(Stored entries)
◇ ◇ ◇ ◇
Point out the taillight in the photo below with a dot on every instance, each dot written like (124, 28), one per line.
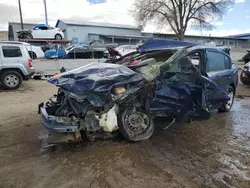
(30, 62)
(119, 90)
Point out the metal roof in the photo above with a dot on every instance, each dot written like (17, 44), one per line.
(96, 24)
(195, 36)
(122, 36)
(18, 23)
(241, 36)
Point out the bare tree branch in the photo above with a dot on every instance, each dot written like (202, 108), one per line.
(180, 14)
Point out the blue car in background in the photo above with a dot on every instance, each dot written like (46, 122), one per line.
(61, 53)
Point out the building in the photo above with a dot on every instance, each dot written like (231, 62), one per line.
(109, 33)
(3, 35)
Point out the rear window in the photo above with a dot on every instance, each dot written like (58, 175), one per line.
(11, 51)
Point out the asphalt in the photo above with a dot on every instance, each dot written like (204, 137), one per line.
(212, 153)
◇ ◇ ◇ ◇
▶ _Problem to solve_
This exercise calls for the lines from the one holding "Point out the metal" through the end of the entries, transcribed exactly and with nothing more.

▶ _Answer area_
Point out the metal roof in the photo above with a dot on every instance, each dot written like (17, 44), one per line.
(96, 24)
(195, 36)
(122, 36)
(18, 23)
(241, 36)
Point out the bare tree branch in the photo above with a dot on every instance, each dot written like (202, 108), one per line.
(180, 14)
Point out the blue car in background in the photo above with a dot on every instance, each dot written like (46, 122), one per line.
(61, 53)
Point out the building in the photo above with a dot on every instance, each dot written like (231, 62), one per line.
(109, 33)
(3, 35)
Point out the rear window in the photo above with a dot on every instance, each dot written like (58, 175), one per line.
(11, 51)
Point out the asphalt in the photo above with a dot on every instance, each dot written like (204, 137), one per line.
(212, 153)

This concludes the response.